Source data
※

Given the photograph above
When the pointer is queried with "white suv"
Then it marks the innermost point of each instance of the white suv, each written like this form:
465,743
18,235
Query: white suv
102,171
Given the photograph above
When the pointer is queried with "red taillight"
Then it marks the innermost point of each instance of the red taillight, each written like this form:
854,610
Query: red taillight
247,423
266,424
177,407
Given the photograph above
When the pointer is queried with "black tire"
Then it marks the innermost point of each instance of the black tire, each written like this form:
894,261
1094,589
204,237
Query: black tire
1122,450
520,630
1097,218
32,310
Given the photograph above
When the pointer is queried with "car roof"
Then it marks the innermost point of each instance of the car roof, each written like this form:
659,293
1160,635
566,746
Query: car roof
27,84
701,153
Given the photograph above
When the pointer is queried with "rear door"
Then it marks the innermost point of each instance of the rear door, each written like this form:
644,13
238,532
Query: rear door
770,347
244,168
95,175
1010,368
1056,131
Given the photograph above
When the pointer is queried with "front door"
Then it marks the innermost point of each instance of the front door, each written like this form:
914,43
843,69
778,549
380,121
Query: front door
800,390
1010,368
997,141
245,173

※

## Goal
Return every line of the source data above verbatim, without changing, adding, or omitting anything.

## Output for this exercise
Given the photograph above
When the pointer is queried with "white suv"
Then it marks the innermost point of each instance of the white suv, each written like this form:
465,743
18,235
Query: white suv
102,171
Given the photograph above
When the pointer is queried with "red taillight"
Then it marks the innermost point of each instance of the red taillight, each written like this form:
854,610
Query: red taillight
247,423
266,424
177,407
Given the photograph above
When the pointer is queried with "black tire"
Then it marks the innermost point of each instance of the black tire, each written like this form:
894,261
1094,589
204,237
Query: black tire
1122,450
520,630
1097,218
32,310
Given the photograph above
When the pointer is queried with "car roof"
Then it marks the innermost point of each instance of the car roof, each written like this form:
659,293
1160,635
566,746
Query: car roof
27,84
701,153
Given the photograph above
When the pointer is queried with "rear door"
Then it marks the innermost point of each instance of the rear door, each written like this form:
644,13
238,532
Query: rear door
770,347
244,168
95,175
1010,368
1056,131
Given the photograph above
When the pointer is queried with "front door"
Then it marks the innermost point of each instance of the front door, each written like this form:
914,43
843,69
778,549
380,121
Query: front door
800,390
1010,368
997,141
245,173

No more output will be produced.